* _REQUIRED TASK_
Please filter the lines below and copy out each one that contains the string "shoe". Case counts.

========

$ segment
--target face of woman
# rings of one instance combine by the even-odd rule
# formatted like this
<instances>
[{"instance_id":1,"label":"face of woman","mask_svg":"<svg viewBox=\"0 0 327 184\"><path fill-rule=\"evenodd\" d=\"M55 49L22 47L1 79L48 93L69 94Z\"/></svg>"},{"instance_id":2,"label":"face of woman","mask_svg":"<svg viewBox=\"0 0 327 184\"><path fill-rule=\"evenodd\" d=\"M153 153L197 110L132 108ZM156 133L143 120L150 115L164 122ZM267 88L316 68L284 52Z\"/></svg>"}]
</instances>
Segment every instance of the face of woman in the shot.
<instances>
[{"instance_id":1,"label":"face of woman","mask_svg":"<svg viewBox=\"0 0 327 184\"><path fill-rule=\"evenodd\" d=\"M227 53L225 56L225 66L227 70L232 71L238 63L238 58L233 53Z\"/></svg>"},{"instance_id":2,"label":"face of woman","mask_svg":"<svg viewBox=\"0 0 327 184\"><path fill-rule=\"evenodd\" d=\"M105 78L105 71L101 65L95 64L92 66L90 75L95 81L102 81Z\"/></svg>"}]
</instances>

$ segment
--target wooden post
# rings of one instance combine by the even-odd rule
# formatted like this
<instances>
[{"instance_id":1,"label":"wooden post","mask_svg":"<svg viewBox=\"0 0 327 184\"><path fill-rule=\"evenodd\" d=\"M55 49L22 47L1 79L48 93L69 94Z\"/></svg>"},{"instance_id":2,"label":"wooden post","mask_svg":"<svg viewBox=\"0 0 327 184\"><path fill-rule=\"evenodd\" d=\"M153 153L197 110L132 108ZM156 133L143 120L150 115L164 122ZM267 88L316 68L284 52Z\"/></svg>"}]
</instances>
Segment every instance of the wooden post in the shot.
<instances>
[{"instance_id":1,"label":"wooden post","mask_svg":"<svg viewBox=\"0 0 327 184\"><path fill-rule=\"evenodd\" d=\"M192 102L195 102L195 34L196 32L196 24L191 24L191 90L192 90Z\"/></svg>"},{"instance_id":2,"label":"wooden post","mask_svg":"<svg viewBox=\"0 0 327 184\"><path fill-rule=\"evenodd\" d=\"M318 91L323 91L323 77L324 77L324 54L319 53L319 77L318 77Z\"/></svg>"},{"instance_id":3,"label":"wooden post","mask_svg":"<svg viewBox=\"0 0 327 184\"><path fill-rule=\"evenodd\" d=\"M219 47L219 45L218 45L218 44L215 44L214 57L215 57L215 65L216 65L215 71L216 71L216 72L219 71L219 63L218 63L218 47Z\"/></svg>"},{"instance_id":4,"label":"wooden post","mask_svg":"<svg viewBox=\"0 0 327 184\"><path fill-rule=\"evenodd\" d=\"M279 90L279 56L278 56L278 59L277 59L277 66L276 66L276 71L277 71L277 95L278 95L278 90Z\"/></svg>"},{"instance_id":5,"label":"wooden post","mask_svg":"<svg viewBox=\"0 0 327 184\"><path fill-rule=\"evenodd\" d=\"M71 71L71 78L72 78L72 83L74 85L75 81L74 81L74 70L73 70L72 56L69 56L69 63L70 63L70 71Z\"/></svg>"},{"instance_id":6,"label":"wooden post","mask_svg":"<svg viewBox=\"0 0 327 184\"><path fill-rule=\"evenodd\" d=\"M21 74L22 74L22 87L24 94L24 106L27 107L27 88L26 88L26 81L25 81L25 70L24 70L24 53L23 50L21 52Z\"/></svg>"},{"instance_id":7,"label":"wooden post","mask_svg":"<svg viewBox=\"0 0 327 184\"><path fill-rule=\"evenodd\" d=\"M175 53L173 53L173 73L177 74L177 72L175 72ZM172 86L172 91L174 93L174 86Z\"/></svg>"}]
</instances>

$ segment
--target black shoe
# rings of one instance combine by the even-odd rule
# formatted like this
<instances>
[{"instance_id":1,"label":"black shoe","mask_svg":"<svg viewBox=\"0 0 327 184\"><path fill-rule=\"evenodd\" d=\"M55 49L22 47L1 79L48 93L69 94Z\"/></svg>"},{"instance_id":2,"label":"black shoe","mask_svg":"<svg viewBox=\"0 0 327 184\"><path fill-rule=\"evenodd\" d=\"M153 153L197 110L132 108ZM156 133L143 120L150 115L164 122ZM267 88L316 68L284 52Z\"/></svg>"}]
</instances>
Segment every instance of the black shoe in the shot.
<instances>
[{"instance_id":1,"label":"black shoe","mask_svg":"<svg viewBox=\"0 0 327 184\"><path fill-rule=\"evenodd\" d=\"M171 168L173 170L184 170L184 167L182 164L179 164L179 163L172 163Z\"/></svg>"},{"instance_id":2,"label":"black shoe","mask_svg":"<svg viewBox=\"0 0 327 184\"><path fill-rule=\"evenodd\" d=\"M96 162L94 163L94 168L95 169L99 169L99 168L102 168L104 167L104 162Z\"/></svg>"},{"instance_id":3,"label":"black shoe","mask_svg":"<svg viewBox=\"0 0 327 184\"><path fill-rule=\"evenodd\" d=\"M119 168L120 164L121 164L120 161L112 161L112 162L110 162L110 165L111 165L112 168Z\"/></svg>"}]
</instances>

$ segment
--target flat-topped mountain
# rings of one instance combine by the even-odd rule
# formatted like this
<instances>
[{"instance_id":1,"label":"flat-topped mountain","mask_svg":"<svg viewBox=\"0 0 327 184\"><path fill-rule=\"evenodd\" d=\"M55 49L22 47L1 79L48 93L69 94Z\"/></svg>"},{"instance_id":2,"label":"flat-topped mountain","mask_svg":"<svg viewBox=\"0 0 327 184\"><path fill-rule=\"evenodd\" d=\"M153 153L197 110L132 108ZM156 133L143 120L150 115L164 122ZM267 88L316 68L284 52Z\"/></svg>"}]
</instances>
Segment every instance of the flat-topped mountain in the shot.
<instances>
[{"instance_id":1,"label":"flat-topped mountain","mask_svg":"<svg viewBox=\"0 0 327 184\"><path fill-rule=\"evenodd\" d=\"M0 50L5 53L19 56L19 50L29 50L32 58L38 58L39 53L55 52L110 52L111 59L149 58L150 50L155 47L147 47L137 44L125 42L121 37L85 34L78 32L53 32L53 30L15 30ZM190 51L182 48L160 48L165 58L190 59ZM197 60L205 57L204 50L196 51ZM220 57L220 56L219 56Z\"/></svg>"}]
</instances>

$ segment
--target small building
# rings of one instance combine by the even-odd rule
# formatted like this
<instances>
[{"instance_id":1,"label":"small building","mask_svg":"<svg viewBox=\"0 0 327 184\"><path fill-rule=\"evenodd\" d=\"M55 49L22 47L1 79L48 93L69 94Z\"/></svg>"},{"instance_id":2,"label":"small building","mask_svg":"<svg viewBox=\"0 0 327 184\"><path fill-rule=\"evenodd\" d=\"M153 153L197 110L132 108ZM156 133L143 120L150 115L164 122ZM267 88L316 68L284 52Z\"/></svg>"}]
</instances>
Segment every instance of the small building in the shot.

========

* _SOLVED EXERCISE_
--target black shoe
[{"instance_id":1,"label":"black shoe","mask_svg":"<svg viewBox=\"0 0 327 184\"><path fill-rule=\"evenodd\" d=\"M55 49L22 47L1 79L48 93L69 94Z\"/></svg>"},{"instance_id":2,"label":"black shoe","mask_svg":"<svg viewBox=\"0 0 327 184\"><path fill-rule=\"evenodd\" d=\"M153 153L197 110L132 108ZM156 133L143 120L150 115L164 122ZM267 88L316 68L284 52Z\"/></svg>"}]
Segment every instance of the black shoe in the shot.
[{"instance_id":1,"label":"black shoe","mask_svg":"<svg viewBox=\"0 0 327 184\"><path fill-rule=\"evenodd\" d=\"M171 168L173 170L184 170L184 167L182 164L179 164L179 163L172 163Z\"/></svg>"},{"instance_id":2,"label":"black shoe","mask_svg":"<svg viewBox=\"0 0 327 184\"><path fill-rule=\"evenodd\" d=\"M96 162L94 163L94 168L95 169L99 169L99 168L102 168L104 167L104 162Z\"/></svg>"},{"instance_id":3,"label":"black shoe","mask_svg":"<svg viewBox=\"0 0 327 184\"><path fill-rule=\"evenodd\" d=\"M119 168L120 164L121 164L120 161L112 161L112 162L110 162L110 165L111 165L112 168Z\"/></svg>"}]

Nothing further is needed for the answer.